Jordan Neely Wasn't Killed by the System
Opposing sides of the debate around a New York City subway homicide have found unlikely common ground.
News that a mentally ill man had been killed last week on a New York City subway and the conversation that followed almost immediately became a synecdoche for the wider social debate about rising crime, public disorder, racial divides, and attitudes towards the homeless population. But whether they realize it or not, those on opposite ends of that discussion seem to agree on a core point: It was, in some sense, the fault of "the system" that Jordan Neely was choked to death on the F train.
"Had he been in treatment, Jordan Neely's death in a subway car may have been prevented," wrote Manhattan Institute Senior Fellow Stephen Eide in City Journal. The City Journal has devoted a great deal of energy to arguing that recent upticks in urban disorder suggest a need for a more punitive or carceral approach. On this account, if Neely hadn't been out and about—because he either was in jail or perhaps involuntarily in a mental health institution—he wouldn't have died.
But that line of thinking often fails to account for the fact that Neely was engaged with the criminal justice system repeatedly throughout the course of his life. He was released from Rikers Island, the notorious New York City jail, in February of this year, reportedly after spending 15 months behind bars. It is true that Neely would not have been available to be killed on the subway last week had he been indefinitely locked away, but we don't lock people up in order to protect them from being choked.

________________________________________

> Required actions
(a) Translate this sentence from the Jordan Neely article into Spanish: "He was released from Rikers Island, the notorious New York City jail, in February of this year, reportedly after spending 15 months behind bars."
(b) Output the part of the Jordan Neely article starting at "News that a" and ending at "the F train.", copied word for word.

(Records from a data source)
________________________________________

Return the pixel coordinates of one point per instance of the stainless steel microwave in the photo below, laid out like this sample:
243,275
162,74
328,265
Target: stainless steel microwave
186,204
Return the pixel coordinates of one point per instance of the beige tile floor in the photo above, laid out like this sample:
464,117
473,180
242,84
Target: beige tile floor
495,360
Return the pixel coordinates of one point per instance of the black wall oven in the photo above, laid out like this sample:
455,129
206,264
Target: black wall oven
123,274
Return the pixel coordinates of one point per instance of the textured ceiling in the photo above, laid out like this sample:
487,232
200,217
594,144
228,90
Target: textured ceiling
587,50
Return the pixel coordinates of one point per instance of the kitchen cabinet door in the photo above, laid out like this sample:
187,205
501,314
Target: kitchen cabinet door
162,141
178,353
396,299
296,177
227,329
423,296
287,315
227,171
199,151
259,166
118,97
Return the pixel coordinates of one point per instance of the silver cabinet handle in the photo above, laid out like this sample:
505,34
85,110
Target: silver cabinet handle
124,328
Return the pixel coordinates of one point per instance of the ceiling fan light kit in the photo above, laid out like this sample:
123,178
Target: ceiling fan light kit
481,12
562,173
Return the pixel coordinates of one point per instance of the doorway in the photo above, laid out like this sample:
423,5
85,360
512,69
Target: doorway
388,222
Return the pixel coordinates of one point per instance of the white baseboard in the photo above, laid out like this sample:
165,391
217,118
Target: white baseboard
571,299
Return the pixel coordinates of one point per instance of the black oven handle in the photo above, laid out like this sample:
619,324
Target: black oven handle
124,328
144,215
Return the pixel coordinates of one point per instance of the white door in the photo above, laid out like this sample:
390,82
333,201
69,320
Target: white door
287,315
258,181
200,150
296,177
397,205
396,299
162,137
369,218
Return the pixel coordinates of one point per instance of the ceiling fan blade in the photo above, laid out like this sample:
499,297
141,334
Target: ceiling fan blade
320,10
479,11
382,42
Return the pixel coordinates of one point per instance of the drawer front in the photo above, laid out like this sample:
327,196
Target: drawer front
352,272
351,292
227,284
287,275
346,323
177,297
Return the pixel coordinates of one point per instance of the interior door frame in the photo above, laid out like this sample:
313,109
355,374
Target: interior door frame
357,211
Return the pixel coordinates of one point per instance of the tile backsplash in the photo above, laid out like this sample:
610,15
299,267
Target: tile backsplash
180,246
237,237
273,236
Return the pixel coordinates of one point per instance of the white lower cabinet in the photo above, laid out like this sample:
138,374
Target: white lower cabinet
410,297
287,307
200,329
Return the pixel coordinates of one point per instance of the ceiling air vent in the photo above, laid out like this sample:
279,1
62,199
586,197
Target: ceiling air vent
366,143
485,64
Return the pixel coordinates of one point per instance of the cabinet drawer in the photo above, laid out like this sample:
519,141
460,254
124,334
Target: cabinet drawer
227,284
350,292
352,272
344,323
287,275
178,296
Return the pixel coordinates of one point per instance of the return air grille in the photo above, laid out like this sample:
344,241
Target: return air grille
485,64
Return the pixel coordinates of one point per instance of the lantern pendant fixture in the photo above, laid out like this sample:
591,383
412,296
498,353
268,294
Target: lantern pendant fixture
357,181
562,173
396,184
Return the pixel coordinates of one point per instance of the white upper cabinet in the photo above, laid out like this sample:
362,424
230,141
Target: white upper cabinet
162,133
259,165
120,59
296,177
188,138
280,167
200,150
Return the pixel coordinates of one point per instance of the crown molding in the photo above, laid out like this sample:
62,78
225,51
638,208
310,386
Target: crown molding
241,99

________________________________________

> List of answers
(a) Salió en libertad de Rikers Island, la tristemente célebre cárcel de la ciudad de Nueva York, en febrero de este año, al parecer tras pasar 15 meses entre rejas.

(b)
News that a mentally ill man had been killed last week on a New York City subway and the conversation that followed almost immediately became a synecdoche for the wider social debate about rising crime, public disorder, racial divides, and attitudes towards the homeless population. But whether they realize it or not, those on opposite ends of that discussion seem to agree on a core point: It was, in some sense, the fault of "the system" that Jordan Neely was choked to death on the F train.